• _Stated problem_: Select each line in the entries below that contains the word "white" and copy those lines out.

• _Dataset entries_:
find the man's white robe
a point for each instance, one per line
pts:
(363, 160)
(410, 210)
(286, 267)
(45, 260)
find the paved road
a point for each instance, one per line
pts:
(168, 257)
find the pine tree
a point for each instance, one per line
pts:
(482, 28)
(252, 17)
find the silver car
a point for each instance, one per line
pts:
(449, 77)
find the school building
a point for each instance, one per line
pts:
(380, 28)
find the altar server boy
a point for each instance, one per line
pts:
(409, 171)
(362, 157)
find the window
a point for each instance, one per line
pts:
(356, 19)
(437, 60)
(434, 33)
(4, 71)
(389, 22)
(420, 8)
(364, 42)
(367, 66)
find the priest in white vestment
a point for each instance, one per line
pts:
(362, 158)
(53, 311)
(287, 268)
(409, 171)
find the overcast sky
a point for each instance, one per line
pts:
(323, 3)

* * *

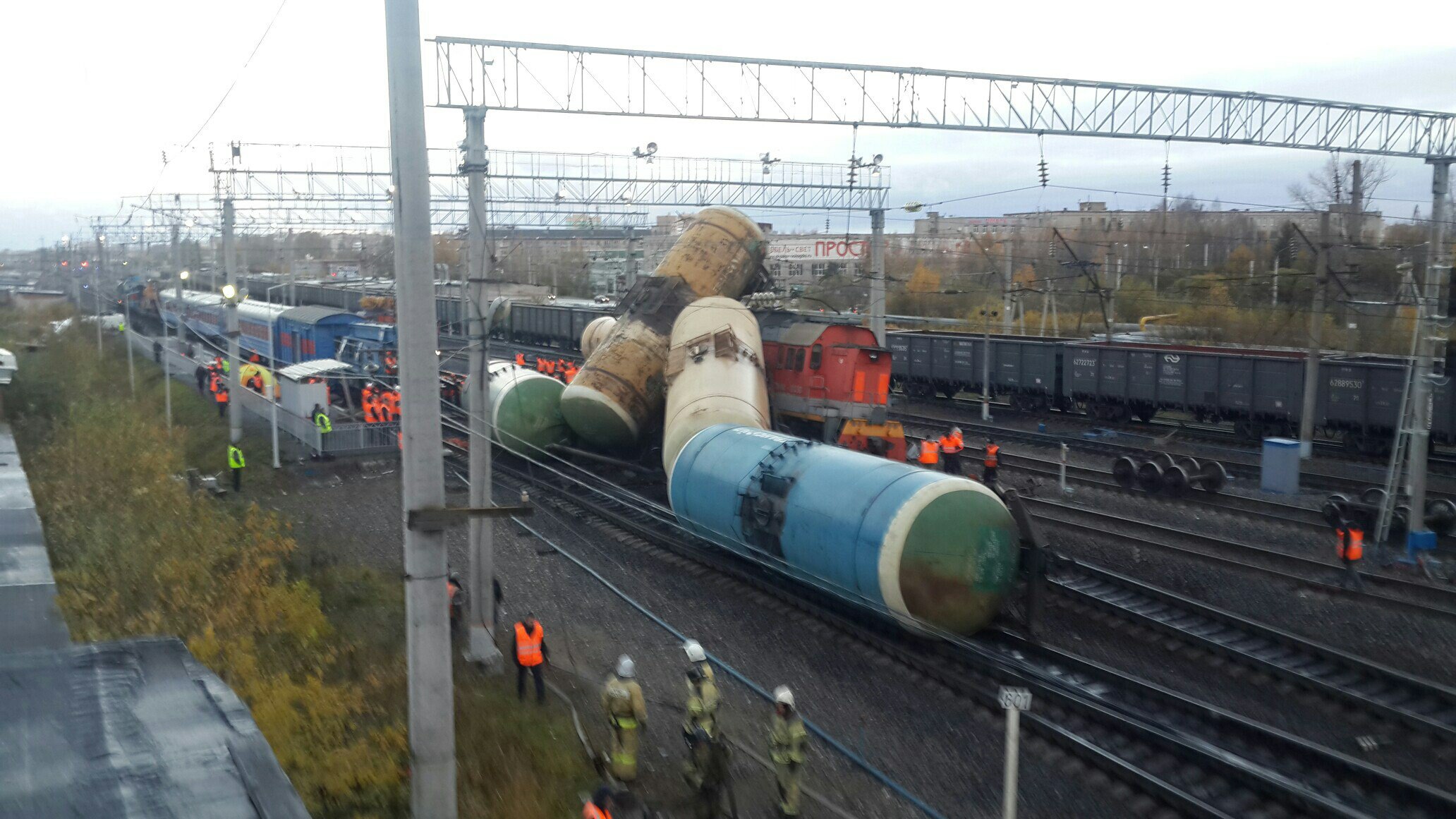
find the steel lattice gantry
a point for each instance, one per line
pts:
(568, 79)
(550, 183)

• _Response to the task_:
find the man's white robe
find the priest in white vestment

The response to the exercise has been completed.